Task details - Can you reproduce, character for character, the stretch of the listing below from the line containing "of the shallow" through the line containing "125], [285, 16]]", including both of those lines and nothing else?

Entries shown -

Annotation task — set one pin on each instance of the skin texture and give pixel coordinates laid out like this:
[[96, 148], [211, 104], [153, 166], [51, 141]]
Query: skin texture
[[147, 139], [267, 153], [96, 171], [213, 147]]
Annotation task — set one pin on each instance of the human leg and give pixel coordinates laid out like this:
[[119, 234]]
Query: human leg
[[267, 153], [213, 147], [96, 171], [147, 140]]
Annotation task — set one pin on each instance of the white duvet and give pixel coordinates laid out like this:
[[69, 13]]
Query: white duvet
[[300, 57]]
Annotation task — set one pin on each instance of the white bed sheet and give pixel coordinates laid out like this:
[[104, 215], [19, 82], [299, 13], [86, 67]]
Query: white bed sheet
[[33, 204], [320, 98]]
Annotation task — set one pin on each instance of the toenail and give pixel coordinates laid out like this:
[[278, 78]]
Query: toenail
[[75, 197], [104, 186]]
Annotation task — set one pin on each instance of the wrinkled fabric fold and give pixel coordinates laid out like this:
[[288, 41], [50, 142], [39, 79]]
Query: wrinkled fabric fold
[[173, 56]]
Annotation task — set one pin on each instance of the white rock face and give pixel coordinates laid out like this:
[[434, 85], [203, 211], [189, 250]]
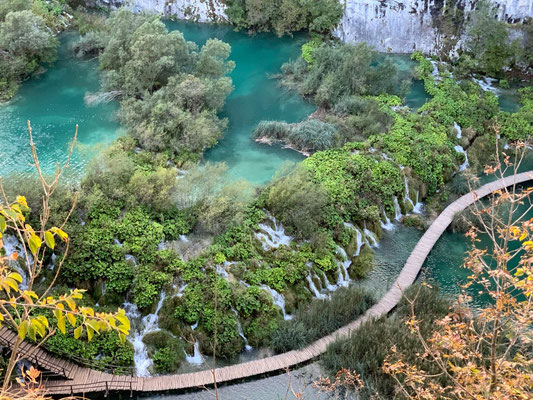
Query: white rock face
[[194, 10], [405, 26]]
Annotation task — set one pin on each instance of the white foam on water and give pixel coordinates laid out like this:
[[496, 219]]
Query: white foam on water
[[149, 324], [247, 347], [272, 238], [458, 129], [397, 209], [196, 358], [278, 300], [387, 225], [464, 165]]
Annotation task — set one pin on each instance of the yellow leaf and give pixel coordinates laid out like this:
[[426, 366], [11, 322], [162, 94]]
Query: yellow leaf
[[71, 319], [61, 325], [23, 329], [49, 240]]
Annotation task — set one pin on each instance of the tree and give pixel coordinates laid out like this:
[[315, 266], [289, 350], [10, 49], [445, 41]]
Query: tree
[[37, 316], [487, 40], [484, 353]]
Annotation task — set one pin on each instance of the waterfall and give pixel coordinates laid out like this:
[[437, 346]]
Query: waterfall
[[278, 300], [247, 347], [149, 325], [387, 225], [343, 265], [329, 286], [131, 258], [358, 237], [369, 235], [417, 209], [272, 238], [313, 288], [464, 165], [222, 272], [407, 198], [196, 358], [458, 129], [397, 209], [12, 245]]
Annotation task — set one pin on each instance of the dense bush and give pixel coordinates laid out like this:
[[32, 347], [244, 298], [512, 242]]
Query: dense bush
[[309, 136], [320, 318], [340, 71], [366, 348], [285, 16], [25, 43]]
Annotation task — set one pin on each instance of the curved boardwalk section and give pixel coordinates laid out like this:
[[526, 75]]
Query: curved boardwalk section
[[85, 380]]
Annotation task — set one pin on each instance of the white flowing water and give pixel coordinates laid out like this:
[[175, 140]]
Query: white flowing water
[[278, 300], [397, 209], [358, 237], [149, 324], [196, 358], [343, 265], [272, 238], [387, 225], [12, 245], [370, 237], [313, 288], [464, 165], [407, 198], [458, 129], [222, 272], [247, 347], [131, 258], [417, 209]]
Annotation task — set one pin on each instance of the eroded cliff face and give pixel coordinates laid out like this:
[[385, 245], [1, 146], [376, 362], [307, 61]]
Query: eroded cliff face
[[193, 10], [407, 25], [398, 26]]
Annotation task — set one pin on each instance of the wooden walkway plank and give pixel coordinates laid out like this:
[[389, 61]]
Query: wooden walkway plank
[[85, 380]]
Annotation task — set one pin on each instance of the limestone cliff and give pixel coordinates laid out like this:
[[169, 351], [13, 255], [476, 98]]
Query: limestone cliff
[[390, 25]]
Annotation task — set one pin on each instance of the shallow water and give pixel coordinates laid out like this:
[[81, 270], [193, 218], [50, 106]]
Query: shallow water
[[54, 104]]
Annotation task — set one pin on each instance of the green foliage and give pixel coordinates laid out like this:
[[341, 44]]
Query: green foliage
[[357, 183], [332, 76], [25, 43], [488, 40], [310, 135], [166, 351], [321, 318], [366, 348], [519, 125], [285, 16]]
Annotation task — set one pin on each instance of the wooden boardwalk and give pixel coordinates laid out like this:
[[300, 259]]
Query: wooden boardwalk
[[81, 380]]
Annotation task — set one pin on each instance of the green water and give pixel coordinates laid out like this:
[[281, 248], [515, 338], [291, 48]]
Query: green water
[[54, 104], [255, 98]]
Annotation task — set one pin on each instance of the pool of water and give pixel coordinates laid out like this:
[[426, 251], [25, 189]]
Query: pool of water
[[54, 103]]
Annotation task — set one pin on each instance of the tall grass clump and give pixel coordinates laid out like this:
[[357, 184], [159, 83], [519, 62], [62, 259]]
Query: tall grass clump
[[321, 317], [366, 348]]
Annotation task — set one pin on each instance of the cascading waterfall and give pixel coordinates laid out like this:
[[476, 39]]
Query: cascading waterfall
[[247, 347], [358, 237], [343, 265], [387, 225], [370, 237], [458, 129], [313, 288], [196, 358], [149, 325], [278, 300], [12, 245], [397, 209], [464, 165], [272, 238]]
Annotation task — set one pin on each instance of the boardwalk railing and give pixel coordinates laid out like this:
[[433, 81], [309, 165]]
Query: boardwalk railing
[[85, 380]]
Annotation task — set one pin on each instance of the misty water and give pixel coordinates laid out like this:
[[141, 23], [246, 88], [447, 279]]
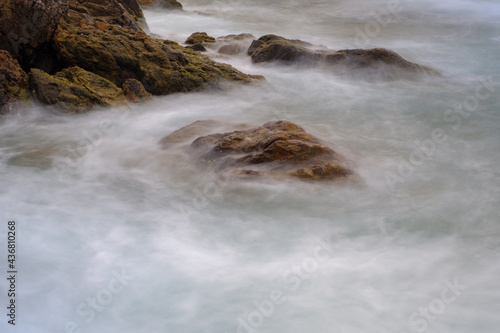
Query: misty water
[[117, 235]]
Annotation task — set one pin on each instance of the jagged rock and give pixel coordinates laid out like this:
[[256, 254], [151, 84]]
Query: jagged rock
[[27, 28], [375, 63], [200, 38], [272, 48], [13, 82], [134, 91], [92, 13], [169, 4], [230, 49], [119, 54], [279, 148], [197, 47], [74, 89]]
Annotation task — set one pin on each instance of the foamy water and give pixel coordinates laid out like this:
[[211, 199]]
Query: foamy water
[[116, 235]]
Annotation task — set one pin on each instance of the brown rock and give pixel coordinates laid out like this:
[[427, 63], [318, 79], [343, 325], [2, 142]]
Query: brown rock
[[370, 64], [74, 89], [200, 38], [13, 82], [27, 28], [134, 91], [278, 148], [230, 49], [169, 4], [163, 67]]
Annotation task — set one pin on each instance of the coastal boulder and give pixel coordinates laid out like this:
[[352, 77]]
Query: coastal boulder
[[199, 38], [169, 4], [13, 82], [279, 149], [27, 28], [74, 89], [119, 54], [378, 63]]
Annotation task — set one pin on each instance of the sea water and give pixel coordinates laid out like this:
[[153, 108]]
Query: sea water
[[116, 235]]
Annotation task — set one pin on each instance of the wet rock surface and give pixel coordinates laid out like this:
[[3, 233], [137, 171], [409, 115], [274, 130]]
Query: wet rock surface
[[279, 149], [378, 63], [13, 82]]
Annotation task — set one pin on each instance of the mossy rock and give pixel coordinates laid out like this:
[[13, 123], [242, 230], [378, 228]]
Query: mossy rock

Answer to this exercise -
Annotation task — set one pin on each instance of the shallow water and give pixel coordinates laid out like this:
[[81, 270], [193, 218], [50, 106]]
Query: shallow water
[[54, 104]]
Annotation task — set one pin on each instance of the green foliage and give pixel coordinates laid out like this:
[[341, 44]]
Query: green foliage
[[357, 183], [332, 76], [25, 43], [488, 40], [310, 135], [166, 351], [321, 318], [366, 348], [519, 125], [285, 16]]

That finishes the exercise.